#### [Source document]
::::::
An important step that should be discussed during the interactive process is a breakdown of the employee’s functions, particularly the ones that are deemed essential.  Above, you noted that two of the employee’s essential functions relate to “attendance and work location.”  However, it’s important to remember that a function may not be essential just because the employer deems it so.

 

For example, one case that may shed some clarity as to whether in-person attendance is such an essential function is Hostettler v. College of Wooster, 895 F.3d 844 (6th Cir. 2018), where the Sixth Circuit determined that “full-time presence at work is not an essential function of a job simply because an employer says that it is.”  Furthermore, employers will have a hard time arguing that a telework accommodation creates an undue hardship or prevents the employee from performing their essential functions when the employee successfully implemented telework during the pandemic. See Peeples v. Clinical Support Options, Inc., 487 F.Supp.3d 56, 65 (D.  Mass. 2020) (requiring the employer to allow plaintiff to continue teleworking as a reasonable accommodation for asthma during the COVID-19 pandemic where the plaintiff proved that he performed the same duties on-site and at home).

 

However, that is about as far as I  can take this guidance.  The interactive process is extremely fact-specific and is designed to be flexible. Thus, at this point, it sounds like you need to take a close look at the employee’s job functions (especially how they were addressed during the pandemic and how they are handled by other employees in similar positions).  After that, it’s probably a good idea to meet with the employee to further the interactive process.

 

During the interactive process, you, as the employer, need to discuss the employee’s request so that you may better understand why the disability might necessitate the employee working at home. During the process, the employee must explain what limitations of their disability make it difficult to do the job in the workplace or the field (as required), and how the job could still be performed from the employee’s home.  Additionally, you may request information about the individual’s medical condition (including reasonable documentation) if it is unclear whether it is a “disability” as defined by the ADA. The employer and employee may wish to discuss other types of accommodations that would allow the person to remain full-time in the workplace. However, in some situations, working at home may be the only effective option for an employee with a disability.  Similarly, there are certainly situations where a reduced schedule or a flexible schedule have been found to be reasonable accommodations.

 

In any case, if you ultimately determine that continuing to allow this employee to WFH with a reduced schedule creates an undue hardship, then you may not need to provide the accommodations.  However, keep in mind that generalized conclusions will not suffice to support a claim of undue hardship. Instead, undue hardship must be based on an individualized assessment of current circumstances that show that a specific reasonable accommodation would cause significant difficulty or expense. Further, if an employer determines that one particular reasonable accommodation will cause undue hardship, but a second type of reasonable accommodation will be effective and will not cause an undue hardship, then the employer must provide the second accommodation.

 

So if that is ultimately your decision, then it’s highly suggested to carefully document your decision-making process. Take time to document the reasoning behind the decision and the factors that create the undue burden. Unfortunately, the details of those decisions depend heavily on the workplace, accommodations previously provided to other employees, and the specific employee in question, none of which can be fully assessed in this format.
::::::
#### [Data for analysis]
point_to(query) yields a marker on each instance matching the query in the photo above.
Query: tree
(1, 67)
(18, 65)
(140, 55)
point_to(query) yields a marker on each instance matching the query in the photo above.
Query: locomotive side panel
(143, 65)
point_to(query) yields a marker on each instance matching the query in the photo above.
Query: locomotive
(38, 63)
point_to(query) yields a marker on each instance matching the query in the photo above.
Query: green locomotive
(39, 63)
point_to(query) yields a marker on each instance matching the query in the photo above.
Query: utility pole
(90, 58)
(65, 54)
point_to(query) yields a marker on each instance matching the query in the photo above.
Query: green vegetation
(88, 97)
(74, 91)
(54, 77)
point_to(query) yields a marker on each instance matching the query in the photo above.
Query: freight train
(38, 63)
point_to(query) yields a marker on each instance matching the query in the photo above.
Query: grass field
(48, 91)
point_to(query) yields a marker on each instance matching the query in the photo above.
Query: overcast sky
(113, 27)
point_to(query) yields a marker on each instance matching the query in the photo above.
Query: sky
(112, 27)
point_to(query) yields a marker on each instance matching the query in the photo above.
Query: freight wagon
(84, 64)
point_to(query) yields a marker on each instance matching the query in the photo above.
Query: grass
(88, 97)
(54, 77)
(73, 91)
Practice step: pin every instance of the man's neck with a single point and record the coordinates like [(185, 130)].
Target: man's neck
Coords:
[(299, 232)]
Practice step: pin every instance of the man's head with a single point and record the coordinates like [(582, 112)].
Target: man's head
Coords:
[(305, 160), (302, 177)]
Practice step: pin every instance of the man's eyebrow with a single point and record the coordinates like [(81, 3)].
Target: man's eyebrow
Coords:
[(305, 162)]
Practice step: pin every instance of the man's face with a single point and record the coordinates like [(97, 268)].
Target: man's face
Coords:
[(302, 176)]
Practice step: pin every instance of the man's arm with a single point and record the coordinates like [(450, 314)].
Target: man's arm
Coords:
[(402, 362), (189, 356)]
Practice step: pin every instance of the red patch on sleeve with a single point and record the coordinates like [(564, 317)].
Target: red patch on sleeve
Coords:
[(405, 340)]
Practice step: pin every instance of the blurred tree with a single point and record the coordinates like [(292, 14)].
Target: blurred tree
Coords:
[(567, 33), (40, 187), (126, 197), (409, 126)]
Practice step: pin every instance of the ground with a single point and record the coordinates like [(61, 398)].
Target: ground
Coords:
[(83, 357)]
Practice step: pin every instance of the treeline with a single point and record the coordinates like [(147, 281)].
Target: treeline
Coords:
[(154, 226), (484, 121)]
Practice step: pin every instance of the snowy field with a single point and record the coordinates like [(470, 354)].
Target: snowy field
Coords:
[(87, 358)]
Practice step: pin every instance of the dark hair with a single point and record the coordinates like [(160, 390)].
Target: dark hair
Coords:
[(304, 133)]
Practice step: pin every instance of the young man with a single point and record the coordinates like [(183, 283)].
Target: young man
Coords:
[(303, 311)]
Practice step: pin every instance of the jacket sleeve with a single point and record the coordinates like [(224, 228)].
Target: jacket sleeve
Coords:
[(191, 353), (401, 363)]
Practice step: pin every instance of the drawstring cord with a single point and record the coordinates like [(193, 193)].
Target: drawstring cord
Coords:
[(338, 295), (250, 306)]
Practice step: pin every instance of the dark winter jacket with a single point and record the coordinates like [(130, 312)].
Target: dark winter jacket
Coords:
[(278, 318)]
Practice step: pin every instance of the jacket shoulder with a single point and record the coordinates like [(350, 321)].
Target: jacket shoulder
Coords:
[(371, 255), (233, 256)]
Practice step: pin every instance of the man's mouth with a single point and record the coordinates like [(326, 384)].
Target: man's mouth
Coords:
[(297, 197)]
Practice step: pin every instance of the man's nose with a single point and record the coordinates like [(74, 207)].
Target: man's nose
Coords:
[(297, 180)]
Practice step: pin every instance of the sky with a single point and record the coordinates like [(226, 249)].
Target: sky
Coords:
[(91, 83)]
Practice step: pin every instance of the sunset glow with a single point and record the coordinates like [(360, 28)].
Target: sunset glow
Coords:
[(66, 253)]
::::::
#### [Task description]
In the text on telework accommodations, what three things does it say "the details of those decisions depend heavily on"?

#### [Written solution]
- the workplace
- accommodations previously provided to other employees
- the specific employee in question